## Goal of the exercise
List each line from the records below that contains the word "ferris".

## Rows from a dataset

* * * *

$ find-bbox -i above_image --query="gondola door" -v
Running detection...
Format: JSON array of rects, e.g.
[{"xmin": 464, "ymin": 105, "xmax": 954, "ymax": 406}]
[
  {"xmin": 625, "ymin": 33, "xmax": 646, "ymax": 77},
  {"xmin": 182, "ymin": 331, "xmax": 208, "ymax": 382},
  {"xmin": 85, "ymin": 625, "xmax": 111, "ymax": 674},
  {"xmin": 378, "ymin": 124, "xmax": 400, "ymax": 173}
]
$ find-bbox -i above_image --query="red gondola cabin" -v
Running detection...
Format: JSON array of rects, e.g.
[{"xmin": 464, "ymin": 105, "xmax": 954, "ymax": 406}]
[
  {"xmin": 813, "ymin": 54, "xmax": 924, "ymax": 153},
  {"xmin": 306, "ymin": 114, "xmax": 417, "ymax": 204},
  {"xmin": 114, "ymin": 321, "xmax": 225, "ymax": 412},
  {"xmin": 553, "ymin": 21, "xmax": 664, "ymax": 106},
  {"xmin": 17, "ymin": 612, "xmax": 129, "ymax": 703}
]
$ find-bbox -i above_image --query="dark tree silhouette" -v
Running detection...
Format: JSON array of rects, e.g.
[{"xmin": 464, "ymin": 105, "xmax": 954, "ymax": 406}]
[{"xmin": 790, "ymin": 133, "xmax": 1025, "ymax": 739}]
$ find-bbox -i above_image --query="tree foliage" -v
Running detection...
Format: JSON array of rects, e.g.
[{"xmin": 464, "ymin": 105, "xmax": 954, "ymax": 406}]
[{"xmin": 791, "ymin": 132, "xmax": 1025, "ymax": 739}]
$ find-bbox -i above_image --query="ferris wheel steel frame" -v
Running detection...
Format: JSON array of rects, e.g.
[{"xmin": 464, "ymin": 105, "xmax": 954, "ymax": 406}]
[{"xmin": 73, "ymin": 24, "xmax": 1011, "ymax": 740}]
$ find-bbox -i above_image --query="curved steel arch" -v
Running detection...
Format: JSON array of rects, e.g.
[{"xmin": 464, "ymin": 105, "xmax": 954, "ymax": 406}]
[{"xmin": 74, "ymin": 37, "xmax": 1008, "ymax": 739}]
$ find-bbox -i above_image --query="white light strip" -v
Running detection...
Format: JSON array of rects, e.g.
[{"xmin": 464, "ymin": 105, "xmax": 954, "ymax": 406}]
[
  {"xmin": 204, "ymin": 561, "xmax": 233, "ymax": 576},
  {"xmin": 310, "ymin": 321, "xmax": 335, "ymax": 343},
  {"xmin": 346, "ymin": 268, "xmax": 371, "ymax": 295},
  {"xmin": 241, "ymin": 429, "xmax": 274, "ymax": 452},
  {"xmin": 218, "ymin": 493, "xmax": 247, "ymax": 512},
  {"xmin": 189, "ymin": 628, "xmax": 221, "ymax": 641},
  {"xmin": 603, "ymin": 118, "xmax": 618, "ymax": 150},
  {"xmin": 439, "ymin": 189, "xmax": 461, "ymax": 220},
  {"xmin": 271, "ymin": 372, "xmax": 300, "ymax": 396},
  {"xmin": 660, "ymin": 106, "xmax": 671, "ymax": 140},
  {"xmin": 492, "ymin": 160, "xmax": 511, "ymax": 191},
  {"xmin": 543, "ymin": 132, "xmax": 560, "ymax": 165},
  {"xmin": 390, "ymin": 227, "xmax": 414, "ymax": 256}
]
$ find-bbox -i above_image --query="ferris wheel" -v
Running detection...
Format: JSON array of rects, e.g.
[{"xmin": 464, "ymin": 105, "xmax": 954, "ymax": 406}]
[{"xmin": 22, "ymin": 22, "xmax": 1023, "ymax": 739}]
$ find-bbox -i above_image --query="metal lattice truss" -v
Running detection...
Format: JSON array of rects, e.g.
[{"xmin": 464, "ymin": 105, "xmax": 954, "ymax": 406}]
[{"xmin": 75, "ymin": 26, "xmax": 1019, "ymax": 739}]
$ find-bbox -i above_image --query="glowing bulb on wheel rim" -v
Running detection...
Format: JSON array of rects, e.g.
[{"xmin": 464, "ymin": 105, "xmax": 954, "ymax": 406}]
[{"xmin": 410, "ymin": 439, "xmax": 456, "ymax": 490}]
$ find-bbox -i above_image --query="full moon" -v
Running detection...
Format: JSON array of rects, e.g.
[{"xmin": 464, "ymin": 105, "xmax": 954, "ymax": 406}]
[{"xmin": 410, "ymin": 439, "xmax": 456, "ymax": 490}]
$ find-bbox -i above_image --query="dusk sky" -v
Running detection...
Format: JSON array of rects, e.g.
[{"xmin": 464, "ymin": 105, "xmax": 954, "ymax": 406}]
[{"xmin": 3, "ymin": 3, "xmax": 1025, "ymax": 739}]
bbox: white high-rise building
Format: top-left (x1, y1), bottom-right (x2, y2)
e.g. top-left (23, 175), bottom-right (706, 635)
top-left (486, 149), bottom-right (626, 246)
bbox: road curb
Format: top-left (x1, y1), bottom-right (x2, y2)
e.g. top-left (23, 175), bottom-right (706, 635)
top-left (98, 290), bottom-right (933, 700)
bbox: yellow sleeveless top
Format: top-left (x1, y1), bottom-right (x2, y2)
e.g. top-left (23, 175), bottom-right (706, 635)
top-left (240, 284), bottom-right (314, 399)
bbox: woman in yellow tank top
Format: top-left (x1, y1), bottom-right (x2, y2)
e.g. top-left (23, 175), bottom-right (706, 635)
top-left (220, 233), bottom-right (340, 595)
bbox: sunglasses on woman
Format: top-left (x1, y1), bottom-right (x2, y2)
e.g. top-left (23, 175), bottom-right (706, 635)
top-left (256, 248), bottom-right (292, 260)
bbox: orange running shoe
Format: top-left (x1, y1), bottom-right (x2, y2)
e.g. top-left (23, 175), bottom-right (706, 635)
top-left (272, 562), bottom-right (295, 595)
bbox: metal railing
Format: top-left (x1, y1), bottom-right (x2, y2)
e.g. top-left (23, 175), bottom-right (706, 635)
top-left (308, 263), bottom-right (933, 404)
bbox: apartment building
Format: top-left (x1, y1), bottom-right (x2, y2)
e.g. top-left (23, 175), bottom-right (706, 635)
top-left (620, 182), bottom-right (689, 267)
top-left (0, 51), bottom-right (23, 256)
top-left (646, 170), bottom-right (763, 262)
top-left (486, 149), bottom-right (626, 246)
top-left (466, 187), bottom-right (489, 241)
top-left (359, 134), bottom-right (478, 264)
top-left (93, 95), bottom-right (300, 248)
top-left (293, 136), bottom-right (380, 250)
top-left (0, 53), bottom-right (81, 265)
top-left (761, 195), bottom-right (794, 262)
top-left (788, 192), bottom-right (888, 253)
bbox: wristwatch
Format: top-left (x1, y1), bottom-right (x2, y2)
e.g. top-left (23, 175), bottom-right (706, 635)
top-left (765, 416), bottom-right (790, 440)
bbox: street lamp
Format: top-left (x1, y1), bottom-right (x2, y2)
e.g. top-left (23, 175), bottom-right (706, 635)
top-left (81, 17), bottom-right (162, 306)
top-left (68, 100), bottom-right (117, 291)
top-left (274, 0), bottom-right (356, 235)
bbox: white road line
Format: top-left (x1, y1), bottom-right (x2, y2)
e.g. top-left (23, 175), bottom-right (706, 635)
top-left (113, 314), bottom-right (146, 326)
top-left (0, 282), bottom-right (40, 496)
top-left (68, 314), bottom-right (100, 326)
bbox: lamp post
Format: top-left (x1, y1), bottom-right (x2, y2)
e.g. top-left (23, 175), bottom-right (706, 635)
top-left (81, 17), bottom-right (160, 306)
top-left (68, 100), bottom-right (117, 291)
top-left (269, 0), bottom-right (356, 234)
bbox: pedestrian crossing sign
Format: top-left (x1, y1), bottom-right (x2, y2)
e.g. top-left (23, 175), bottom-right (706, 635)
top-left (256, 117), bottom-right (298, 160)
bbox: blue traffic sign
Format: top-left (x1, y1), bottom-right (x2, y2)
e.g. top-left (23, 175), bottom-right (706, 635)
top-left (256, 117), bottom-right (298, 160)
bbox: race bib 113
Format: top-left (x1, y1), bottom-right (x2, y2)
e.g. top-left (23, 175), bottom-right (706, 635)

* * * *

## Solved problem
$ find-bbox -i above_image --query="ferris wheel steel frame" -v
$ find-bbox -i above_image --query="ferris wheel" -v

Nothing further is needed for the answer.